Work order A:
According to the passage on Australian foreign policy, what share of global growth comes from Asia?
Work order B:
From the passage on Australian foreign policy, extract the portion that runs from "We need to sort" up to and including "Asia are frustrated.", word for word.

Reading passage:
▬▬▬▬▬▬▬▬▬▬

Australia had its opportunity to reinvigorate the G20 in 2014 when it held the chair but now does not have the heft to do much. The same applies to the IMF, where we have always been a bit-player.

Our best chance of coherent ambition lies in Asia, the source of 70% of global growth. This would, however, require a dramatic lifting of our game. Our American-centred foreign policy has led us to emphasise APEC over ASEAN, always with the priority of trying to increase American involvement in Asia. We may never have had the opportunity to join the six-country core of ASEAN, but Japan succeeded in getting into the next row of seats – ASEAN+3. Our formal connection is via the East Asia Forum, a peripheral meeting-place. Coming very late to the party, we need to make sure we are welcome, and find ways to make this apparent to the core membership. The Rudd Asia-Pacific Community initiative to seize the high ground with a new institution was doomed from the start: this is not a party you can crash by offering to take over the job of hosting. John Edwards may well be right that Australia is ‘the one country in the region with the capacity and repute to drive negotiations on a regional free trade agreement.’ But this would be a huge diplomatic task, as none of the Asian countries currently sees us as a logical fit for this leading role.

A starting point would be to redirect the diplomatic resources, hitherto futilely engaged on TPP, to the Regional Comprehensive Economic Partnership (RCEP). Pining for some kind of rump TPP, without America, seems misguided. If China is active in bringing Asia together through developing the Free Trade Area of the Asia Pacific (FTAAP), we should throw our modest weight behind this.

One specific opportunity for some serious re-thinking would be our stance on foreign investment in Australia - not usually thought of as a key element of our foreign policy.

The starting point is a recognition that China will want to have much more foreign investment than it has at the moment, and this will run into deep-seated domestic concerns. Part of the concern is about the sheer size of the prospective asset-ownership: think of the issue in terms of portfolio balance, where Chinese investors (including state-owned enterprises) will want a diversified portfolio with substantial overseas investments. China is already so much bigger than we are, and this disparity will increase sharply over the next few decades, with China growing at more than twice our pace. On top of the concerns about the sheer volume, both the Australian public and the Australian bureaucracy have a heightened perception of the security implications of Chinese investment, and our politicians are ready to give voice to these concerns.

We need to sort all this out if we are to avoid serious inconsistencies between, on the one hand, our desire to attract foreign investment to fund the current account deficit, and on the other our sensitivity to perceived security risks and concerns about ‘selling off the farm and the family silver’. Some countries (Canada) are welcome to buy critical infrastructure, while others (China) are not. Some countries can own large tracts of agricultural land (the UK), while others are excluded. If we don’t explain these issues coherently, this ad-hocery will look like xenophobia. If the targets are Asian countries, we shouldn’t be surprised if our efforts to integrate more with Asia are frustrated.

▬▬▬▬▬▬▬▬▬▬

Information shown:
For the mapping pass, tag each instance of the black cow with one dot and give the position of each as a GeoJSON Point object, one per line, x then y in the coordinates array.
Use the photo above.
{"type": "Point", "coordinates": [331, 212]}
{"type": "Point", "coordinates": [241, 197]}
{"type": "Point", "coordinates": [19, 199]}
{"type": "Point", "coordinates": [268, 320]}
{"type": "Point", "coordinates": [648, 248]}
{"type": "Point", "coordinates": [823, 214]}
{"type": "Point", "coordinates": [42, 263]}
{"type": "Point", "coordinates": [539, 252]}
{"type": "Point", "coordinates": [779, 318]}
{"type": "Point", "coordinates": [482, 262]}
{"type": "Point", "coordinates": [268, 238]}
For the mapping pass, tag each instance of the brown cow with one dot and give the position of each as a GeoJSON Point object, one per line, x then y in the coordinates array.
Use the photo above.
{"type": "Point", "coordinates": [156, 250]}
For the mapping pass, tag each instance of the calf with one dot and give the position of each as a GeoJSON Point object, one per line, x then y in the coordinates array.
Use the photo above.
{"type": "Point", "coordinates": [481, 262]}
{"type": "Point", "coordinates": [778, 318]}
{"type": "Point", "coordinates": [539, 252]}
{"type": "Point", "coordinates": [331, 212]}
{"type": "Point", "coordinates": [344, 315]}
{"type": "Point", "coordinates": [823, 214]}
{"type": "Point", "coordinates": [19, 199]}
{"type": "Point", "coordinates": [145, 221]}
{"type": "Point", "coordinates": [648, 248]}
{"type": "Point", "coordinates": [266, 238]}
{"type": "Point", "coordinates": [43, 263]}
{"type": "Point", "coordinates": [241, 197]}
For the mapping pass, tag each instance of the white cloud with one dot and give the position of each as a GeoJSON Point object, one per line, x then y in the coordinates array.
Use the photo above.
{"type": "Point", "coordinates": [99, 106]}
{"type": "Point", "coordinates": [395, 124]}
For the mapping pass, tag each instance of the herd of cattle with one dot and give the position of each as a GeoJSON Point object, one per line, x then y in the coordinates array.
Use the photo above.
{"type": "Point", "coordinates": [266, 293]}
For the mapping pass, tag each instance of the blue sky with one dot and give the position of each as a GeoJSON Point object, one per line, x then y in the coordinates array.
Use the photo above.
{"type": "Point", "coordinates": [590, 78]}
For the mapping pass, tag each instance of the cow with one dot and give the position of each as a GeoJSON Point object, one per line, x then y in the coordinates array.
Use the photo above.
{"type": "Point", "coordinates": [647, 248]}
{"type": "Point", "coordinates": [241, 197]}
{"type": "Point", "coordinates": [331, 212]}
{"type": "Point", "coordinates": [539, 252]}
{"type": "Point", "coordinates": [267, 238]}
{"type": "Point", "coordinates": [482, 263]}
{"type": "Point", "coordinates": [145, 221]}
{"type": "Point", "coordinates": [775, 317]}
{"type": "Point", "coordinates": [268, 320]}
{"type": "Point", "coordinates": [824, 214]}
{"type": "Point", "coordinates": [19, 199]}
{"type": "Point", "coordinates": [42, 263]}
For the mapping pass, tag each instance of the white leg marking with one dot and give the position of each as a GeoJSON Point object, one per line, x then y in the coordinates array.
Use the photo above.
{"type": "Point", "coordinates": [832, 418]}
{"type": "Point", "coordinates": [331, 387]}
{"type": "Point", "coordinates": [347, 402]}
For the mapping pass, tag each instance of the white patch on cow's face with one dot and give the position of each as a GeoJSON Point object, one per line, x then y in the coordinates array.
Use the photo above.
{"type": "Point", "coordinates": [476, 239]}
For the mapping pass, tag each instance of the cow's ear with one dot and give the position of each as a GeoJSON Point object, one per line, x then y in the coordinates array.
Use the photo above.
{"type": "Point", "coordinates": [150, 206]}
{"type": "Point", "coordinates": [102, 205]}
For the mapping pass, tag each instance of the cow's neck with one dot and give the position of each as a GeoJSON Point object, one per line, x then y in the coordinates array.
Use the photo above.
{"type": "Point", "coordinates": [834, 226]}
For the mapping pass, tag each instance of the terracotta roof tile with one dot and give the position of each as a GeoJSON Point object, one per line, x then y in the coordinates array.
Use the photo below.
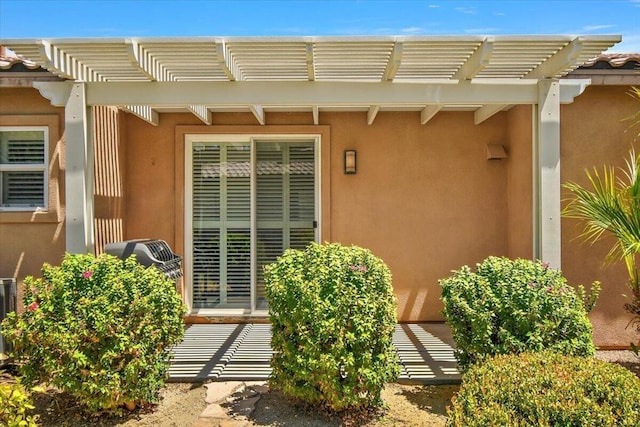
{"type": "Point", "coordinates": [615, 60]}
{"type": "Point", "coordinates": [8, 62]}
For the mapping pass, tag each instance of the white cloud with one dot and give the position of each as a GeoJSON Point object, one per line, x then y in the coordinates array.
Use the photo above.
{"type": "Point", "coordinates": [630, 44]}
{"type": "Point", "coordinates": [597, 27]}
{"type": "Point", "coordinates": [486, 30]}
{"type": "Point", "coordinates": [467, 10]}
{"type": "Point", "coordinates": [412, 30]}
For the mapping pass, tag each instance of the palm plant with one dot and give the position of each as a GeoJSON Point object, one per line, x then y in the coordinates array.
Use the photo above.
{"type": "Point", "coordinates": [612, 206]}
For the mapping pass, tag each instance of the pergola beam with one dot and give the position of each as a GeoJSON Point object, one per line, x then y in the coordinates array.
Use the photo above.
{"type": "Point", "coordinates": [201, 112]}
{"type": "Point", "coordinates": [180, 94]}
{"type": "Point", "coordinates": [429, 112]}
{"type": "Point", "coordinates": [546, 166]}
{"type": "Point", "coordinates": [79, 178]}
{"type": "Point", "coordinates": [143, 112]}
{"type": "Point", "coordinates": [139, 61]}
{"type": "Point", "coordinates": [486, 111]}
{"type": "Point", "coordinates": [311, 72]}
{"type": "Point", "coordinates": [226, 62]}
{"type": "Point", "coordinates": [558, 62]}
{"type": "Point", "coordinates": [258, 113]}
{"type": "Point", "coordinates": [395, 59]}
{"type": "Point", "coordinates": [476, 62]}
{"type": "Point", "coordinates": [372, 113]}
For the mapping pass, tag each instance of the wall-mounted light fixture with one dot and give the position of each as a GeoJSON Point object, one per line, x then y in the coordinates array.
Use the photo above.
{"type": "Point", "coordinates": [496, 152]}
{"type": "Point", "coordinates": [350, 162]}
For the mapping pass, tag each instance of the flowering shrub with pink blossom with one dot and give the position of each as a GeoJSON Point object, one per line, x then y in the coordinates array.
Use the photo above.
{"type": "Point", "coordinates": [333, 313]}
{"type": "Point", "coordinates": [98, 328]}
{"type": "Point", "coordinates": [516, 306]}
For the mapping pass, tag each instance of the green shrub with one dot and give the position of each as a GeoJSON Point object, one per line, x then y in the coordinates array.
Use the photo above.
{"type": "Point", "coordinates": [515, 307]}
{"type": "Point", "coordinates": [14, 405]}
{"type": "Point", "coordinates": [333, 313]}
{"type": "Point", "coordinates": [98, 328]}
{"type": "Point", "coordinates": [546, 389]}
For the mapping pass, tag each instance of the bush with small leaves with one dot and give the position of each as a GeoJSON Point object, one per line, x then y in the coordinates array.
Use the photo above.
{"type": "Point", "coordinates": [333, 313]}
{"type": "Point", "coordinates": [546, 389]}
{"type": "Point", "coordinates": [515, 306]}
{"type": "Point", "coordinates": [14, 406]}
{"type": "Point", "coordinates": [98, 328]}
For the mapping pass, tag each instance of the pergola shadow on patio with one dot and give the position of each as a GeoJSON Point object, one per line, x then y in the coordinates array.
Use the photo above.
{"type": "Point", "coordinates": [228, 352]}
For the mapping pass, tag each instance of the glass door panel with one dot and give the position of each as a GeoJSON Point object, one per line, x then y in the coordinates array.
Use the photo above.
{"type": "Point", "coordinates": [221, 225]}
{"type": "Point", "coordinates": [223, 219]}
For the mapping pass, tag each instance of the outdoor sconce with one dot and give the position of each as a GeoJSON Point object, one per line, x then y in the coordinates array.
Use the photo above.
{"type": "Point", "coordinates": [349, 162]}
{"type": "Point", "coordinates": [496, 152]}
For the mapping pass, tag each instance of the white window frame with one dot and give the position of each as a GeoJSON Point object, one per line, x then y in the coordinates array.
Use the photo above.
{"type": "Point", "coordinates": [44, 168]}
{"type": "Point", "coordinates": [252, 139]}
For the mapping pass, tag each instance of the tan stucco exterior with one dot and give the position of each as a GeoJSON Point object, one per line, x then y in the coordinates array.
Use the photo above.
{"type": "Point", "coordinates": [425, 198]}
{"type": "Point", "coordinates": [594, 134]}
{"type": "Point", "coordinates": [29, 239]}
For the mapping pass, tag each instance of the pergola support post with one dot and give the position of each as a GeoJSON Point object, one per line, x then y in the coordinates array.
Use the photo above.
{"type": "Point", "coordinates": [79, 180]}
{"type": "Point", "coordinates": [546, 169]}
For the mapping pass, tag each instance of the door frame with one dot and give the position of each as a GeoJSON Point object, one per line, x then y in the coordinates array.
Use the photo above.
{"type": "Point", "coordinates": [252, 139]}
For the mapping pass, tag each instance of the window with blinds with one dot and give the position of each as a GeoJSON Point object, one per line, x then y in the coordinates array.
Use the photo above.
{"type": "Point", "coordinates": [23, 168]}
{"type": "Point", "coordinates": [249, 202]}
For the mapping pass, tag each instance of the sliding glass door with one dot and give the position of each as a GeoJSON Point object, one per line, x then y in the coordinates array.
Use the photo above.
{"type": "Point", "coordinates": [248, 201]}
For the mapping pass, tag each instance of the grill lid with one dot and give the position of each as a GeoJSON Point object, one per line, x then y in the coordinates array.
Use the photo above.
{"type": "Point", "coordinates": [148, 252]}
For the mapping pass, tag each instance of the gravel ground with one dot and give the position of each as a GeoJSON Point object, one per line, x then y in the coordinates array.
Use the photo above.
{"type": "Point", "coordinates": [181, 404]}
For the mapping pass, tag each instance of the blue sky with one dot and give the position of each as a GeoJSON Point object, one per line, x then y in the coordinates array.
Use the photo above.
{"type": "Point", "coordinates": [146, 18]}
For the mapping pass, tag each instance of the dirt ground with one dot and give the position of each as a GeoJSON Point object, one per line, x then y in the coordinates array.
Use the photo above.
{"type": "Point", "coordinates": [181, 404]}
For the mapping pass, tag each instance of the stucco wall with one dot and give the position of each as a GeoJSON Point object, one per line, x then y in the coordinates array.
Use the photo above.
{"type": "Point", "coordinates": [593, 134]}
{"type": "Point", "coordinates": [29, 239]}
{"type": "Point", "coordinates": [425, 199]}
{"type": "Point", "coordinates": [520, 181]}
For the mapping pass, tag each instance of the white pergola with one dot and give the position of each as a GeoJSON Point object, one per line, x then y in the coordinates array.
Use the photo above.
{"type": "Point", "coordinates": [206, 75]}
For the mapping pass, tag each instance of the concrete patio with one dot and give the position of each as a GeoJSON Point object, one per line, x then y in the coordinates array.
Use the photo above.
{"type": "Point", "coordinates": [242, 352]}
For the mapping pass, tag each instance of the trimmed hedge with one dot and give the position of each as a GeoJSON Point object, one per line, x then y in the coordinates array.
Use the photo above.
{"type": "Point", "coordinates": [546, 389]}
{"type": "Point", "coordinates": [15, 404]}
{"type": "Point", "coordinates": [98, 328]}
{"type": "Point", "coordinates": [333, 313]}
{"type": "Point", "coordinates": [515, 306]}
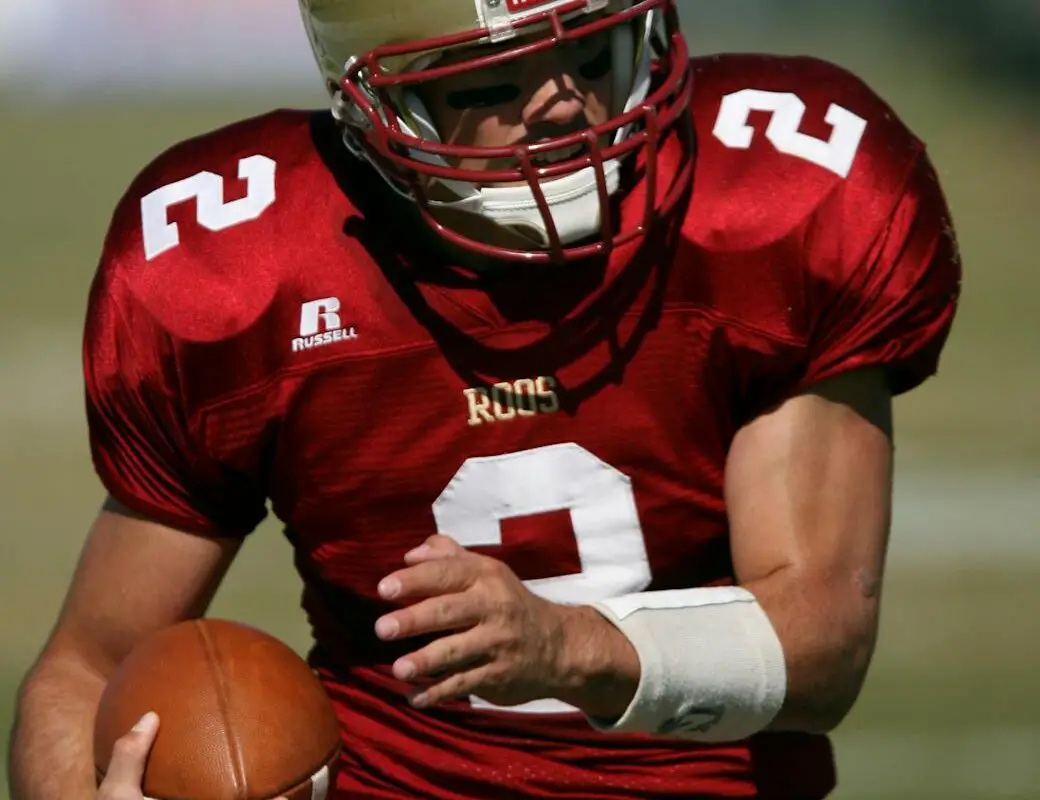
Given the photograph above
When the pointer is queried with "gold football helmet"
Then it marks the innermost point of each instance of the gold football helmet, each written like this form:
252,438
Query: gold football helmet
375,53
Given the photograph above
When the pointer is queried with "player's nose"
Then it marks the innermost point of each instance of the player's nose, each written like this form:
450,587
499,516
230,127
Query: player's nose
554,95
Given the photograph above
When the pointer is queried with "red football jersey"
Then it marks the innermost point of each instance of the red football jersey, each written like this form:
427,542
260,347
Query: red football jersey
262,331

▬▬▬▬▬▬▬▬▬▬

Exercise result A:
Asia is the source of 70% of global growth.

Exercise result B:
We need to sort all this out if we are to avoid serious inconsistencies between, on the one hand, our desire to attract foreign investment to fund the current account deficit, and on the other our sensitivity to perceived security risks and concerns about ‘selling off the farm and the family silver’. Some countries (Canada) are welcome to buy critical infrastructure, while others (China) are not. Some countries can own large tracts of agricultural land (the UK), while others are excluded. If we don’t explain these issues coherently, this ad-hocery will look like xenophobia. If the targets are Asian countries, we shouldn’t be surprised if our efforts to integrate more with Asia are frustrated.